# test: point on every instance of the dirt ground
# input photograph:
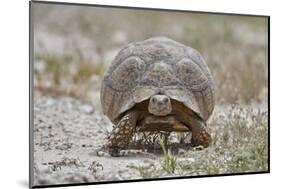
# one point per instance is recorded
(68, 148)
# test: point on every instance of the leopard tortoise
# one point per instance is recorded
(157, 85)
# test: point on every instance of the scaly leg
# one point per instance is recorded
(200, 136)
(122, 133)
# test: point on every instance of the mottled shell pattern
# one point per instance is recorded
(157, 66)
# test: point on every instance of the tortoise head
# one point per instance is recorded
(160, 105)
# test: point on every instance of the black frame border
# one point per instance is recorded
(31, 97)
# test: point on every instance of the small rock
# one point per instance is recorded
(87, 109)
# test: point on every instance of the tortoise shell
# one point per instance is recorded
(157, 66)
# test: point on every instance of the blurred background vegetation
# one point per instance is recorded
(73, 46)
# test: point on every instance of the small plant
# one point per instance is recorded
(67, 162)
(170, 162)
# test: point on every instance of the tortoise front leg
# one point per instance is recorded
(122, 133)
(200, 136)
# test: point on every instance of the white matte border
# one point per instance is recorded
(14, 92)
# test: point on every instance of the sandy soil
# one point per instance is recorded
(68, 138)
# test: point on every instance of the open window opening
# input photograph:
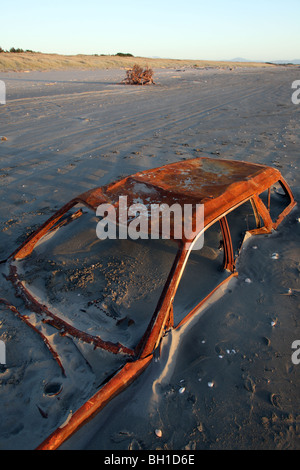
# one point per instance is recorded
(203, 272)
(276, 199)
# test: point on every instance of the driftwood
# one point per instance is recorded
(139, 76)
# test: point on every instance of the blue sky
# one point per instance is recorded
(192, 29)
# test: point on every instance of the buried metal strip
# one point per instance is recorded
(25, 319)
(64, 327)
(89, 409)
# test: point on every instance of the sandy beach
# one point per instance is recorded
(63, 132)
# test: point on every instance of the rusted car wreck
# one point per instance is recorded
(239, 198)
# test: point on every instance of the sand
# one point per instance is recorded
(70, 131)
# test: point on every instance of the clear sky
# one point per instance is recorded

#### [EXERCISE GOAL]
Arrange as a numbered list the lines of the records beginning with the line that contains "# test: point on every instance of the clear" and continuing through the end of the records, leaving out any blank lines.

#### [EXERCISE RESPONSE]
1. # test: point on every instance of the clear sky
2. # one point per instance is recorded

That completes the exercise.